● WHAT IS ASKED:
Reproduce verbatim everything from the line containing "Please tag the ceiling" down to the end of the items below, with both ends included.

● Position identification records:
========================================
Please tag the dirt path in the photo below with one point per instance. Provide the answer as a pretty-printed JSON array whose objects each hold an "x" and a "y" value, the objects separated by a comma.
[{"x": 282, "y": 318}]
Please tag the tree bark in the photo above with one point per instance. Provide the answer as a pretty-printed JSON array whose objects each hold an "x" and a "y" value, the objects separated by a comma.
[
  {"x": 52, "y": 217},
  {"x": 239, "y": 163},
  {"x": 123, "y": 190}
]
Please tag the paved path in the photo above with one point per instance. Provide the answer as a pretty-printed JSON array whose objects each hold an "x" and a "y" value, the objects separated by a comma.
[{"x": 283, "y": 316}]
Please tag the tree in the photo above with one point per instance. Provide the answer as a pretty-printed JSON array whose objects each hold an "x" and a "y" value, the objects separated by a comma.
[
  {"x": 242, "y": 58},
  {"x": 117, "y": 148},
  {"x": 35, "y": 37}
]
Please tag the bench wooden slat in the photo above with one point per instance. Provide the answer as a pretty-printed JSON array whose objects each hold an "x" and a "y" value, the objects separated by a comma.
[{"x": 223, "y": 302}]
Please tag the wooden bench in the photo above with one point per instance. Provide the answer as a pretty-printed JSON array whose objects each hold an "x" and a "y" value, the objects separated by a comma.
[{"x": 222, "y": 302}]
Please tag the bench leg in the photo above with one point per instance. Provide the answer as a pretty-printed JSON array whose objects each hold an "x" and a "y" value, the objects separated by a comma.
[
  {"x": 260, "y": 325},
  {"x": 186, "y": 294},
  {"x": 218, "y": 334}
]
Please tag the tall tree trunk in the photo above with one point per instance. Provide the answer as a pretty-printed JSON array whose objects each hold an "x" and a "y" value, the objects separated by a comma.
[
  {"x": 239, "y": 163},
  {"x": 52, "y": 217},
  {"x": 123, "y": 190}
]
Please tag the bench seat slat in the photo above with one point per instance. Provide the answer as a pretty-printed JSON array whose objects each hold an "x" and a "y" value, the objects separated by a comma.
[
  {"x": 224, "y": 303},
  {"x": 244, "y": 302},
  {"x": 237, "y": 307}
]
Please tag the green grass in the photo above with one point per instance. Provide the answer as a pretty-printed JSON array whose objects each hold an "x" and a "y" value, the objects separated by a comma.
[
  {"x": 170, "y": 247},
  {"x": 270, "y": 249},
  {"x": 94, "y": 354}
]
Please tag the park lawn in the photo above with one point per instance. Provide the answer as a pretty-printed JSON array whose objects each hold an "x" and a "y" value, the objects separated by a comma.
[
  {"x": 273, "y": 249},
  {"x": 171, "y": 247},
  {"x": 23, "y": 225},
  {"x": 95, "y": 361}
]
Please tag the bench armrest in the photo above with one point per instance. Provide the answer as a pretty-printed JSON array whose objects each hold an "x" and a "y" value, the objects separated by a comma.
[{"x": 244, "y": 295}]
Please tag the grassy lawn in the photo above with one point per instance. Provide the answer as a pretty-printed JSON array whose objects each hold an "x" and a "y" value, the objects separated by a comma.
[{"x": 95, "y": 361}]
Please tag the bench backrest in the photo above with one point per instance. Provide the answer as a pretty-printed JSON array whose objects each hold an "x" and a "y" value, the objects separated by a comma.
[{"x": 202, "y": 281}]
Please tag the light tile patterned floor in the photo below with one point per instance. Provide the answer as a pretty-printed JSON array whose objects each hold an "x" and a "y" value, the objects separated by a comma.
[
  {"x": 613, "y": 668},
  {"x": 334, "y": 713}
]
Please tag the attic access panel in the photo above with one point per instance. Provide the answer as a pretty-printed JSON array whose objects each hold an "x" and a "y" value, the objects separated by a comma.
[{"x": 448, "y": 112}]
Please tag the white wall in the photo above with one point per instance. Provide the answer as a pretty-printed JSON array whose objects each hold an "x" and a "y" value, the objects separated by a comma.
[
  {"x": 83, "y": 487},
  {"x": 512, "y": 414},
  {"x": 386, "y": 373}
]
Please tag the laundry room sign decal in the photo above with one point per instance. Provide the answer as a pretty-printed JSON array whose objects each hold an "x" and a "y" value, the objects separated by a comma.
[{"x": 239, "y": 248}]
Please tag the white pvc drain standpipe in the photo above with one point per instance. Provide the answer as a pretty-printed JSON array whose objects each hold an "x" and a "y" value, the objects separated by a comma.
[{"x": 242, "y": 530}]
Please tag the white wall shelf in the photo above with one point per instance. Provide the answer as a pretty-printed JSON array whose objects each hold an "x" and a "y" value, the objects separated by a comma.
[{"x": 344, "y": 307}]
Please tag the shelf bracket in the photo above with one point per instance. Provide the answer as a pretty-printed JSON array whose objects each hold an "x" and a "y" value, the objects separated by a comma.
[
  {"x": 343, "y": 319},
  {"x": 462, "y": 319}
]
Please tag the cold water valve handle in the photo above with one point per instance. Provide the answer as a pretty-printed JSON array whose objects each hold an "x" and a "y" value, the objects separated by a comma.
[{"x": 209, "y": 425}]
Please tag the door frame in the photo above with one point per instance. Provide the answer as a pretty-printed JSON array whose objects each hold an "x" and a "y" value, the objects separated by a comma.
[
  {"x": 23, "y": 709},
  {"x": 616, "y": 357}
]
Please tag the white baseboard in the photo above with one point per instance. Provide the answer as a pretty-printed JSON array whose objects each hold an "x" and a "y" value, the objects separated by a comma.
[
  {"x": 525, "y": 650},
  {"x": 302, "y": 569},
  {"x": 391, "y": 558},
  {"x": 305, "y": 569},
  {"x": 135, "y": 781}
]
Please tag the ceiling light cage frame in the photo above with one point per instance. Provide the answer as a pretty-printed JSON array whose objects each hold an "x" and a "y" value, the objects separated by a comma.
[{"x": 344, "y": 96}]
========================================
● RESULT OF THE TASK:
Please tag the ceiling light cage frame in the photo above with one point per instance. Provide the answer as a pretty-printed JSON array whose objects each hold an "x" and a "y" value, the objects separated by a comma.
[{"x": 344, "y": 96}]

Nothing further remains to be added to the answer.